_SOURCE PASSAGE_
▬▬▬
Mar
25
2025
16:58
Mar
25
2025
16:58
Let's talk about waste!
Spring work is intesive, and we will give you more details over the coming weeks, but for this week I wanted to focus on a couple of things about our box system, as we have many new cusomers.
Why do we do what we do?
We love growing tasty, nutrient-dense vegetables, and we like it even more that we can do this without destroying our soils, polluting our water courses or poisoning our air. We can grow great veg AND bring life back to our soils, purify our water by filtering through our living soil sponge and keep harmful emissions to the atmosphere to a minimum (walking or cycling to collect your orders from our Pick-up-points is something you can do to keep emissions down).
We take waste and packaging issue seriously - we hate waste - we don't believe there should be ANY - just resource cycling. We have a policy of avoiding plastic waste (we uste recyclable plastic boxes which are re-used many hundreds of times, and if they ever do get to the end of their life, we put them into recycling. We avoid plastic bags and wrappings as far as we possible can. The bags we pack our salad mixes in are 100% compostable. Please collect these up, together with any of the glass containers you get with your orders, and return them to us in your empty boxes. We will compost the biodegradable bags, and reuse the glass jars if at all possible, or else put them in recycling. Please do not send us any packaging materials which did not come to you from Zsámboki Biokert - unfortunately, we don't have capacity to deal with other people's waste, but we do feel responsible for our own packaging materials.
▬▬▬
_ACTIVITY_
Write the next few sentences of the farm's post about waste and packaging, picking up right after its final sentence. The records that follow come from a separate source and are unrelated to this post.

_MATERIAL SUPPLIED_
▬▬▬
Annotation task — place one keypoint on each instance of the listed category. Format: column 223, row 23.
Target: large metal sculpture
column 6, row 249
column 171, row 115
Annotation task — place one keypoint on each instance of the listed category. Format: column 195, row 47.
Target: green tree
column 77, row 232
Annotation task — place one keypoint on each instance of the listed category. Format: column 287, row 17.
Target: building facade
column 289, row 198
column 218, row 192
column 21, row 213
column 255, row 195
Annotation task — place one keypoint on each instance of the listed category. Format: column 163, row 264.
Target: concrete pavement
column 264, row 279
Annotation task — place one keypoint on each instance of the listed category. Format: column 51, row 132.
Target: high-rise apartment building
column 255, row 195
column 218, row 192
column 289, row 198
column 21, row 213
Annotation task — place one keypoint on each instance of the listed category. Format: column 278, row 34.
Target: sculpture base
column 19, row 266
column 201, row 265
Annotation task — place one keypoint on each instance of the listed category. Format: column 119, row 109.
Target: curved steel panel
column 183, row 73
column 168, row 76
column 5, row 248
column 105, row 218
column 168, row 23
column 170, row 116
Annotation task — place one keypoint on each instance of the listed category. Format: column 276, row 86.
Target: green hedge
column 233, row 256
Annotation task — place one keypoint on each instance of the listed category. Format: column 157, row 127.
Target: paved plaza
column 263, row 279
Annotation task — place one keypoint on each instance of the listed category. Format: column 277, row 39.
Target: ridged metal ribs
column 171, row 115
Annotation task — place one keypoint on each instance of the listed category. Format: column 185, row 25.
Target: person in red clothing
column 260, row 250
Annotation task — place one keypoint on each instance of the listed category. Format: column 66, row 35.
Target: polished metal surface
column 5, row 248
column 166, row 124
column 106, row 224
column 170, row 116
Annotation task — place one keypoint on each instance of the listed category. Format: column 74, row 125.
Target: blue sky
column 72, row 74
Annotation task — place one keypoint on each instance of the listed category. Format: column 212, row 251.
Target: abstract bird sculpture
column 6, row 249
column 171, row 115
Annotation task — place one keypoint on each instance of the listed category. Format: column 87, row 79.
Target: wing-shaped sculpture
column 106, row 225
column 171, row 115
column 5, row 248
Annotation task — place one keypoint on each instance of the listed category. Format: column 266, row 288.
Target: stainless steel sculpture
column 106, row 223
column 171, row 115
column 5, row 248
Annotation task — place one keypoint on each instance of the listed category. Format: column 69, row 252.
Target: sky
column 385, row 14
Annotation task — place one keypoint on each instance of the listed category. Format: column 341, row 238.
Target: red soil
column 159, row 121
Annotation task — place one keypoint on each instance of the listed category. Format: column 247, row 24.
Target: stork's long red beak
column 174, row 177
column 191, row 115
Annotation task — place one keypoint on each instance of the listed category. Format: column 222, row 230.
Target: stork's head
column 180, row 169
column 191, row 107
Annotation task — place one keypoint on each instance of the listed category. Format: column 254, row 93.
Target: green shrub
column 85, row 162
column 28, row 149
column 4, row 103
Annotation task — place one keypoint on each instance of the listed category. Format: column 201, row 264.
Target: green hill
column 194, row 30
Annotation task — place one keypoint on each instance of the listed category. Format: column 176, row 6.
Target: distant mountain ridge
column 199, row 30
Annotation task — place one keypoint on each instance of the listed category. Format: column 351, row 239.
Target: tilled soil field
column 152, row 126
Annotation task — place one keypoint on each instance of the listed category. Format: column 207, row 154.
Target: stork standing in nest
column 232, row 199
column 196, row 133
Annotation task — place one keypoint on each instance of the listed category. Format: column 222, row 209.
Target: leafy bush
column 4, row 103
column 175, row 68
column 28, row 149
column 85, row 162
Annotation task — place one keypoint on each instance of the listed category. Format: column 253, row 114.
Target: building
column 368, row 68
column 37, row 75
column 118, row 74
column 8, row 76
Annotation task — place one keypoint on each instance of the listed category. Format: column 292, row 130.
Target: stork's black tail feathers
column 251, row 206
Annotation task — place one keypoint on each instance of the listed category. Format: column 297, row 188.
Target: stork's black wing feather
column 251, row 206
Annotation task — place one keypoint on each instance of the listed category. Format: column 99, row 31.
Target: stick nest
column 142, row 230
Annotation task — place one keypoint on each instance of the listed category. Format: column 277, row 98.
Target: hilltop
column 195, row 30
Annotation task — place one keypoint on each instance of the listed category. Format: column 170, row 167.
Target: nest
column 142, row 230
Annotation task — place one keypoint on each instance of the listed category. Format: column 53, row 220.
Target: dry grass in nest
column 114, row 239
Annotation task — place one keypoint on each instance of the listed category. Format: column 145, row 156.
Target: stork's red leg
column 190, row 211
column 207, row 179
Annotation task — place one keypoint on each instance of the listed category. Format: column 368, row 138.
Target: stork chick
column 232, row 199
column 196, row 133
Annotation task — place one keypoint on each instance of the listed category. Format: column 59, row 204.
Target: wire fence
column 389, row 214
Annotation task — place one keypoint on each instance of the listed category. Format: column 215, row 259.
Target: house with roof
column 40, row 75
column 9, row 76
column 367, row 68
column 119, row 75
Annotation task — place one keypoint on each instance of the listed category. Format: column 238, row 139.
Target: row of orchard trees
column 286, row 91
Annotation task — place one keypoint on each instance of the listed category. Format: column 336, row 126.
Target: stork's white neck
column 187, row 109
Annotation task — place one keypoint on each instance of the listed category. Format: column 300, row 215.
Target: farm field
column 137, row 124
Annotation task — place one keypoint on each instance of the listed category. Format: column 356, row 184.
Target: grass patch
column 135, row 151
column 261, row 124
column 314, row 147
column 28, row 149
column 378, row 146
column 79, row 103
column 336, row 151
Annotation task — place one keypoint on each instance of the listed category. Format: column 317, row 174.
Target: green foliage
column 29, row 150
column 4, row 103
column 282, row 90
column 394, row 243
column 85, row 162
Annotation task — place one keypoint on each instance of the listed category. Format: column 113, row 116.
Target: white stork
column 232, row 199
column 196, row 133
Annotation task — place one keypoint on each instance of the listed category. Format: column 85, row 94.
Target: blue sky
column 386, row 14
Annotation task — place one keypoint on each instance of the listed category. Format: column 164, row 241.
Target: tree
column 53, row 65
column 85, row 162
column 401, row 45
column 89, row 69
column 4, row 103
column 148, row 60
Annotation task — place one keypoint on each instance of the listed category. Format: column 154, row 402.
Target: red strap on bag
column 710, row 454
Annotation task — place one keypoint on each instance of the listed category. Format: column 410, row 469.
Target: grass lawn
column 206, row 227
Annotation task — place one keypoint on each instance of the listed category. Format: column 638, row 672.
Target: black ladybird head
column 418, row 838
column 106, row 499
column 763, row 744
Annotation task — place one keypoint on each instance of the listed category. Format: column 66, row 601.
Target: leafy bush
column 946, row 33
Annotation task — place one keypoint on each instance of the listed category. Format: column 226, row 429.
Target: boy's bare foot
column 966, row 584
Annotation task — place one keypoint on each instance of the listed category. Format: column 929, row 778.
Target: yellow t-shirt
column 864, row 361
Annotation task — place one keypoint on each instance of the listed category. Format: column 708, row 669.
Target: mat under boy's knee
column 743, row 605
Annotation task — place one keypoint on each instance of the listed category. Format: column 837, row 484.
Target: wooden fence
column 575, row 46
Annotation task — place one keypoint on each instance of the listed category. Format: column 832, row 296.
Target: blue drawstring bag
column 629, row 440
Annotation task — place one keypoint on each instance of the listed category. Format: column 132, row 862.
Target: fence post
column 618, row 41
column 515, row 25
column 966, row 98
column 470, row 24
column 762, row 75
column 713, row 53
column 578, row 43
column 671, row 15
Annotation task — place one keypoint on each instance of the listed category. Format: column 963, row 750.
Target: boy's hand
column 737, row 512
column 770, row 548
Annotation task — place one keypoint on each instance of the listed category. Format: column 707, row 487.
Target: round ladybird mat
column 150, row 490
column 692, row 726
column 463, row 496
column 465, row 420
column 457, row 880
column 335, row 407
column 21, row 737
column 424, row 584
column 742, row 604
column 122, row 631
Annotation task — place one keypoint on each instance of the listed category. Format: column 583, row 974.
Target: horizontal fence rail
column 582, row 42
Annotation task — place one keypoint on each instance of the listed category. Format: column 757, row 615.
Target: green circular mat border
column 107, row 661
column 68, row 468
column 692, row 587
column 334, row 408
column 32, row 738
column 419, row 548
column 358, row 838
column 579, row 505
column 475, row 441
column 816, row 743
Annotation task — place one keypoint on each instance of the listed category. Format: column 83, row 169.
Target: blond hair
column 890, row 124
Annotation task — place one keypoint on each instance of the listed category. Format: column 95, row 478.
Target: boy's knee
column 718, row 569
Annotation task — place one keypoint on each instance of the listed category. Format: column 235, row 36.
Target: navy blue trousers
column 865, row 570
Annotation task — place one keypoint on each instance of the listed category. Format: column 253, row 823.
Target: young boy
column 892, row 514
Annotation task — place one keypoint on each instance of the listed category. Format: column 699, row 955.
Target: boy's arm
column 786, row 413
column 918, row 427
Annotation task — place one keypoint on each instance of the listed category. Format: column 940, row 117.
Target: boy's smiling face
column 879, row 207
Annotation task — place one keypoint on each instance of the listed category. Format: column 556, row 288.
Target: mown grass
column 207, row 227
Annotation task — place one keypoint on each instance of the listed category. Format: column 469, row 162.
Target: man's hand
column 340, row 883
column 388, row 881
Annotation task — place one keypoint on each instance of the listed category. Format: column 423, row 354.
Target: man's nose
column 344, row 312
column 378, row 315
▬▬▬
_RESPONSE FOR THIS EXERCISE_
If you want to be really put off plastic packaging materials, especially plastic liners and waterproofing materials get yourself informed on PFAs (per- and polyfluoroalkyl substances), also known as "forever chemicals". These are an aptly-named group of chemicals (thousands of them) which are very varied in their applications, but very resistant to break-down, very wide spread, and can be very harmful, even in small quantities. Because they are so hard to break-down they bio-accumulate, which means that the pass up the food web, getting more concentrated. They are in our food packaging, in our food in our water, on our clothes, in fire protection products, in medical products, they are the active formulation of non-stick pans (Teflon and Tefon), and generally nasty disruptors. The best way to avoid PFAs is to use natural materials (wool and cotton), eat organic food, use tools and equipment which avoid special coatings. In the world we live in it is pretty impossible to avoid PFAs completely, but it is possible to reduce your exposure through conscious choices. Check out the film "Dark Waters" for more on the back story, and look for the upcoming film, also the new documentary on the 3M company, "How to poison a planet".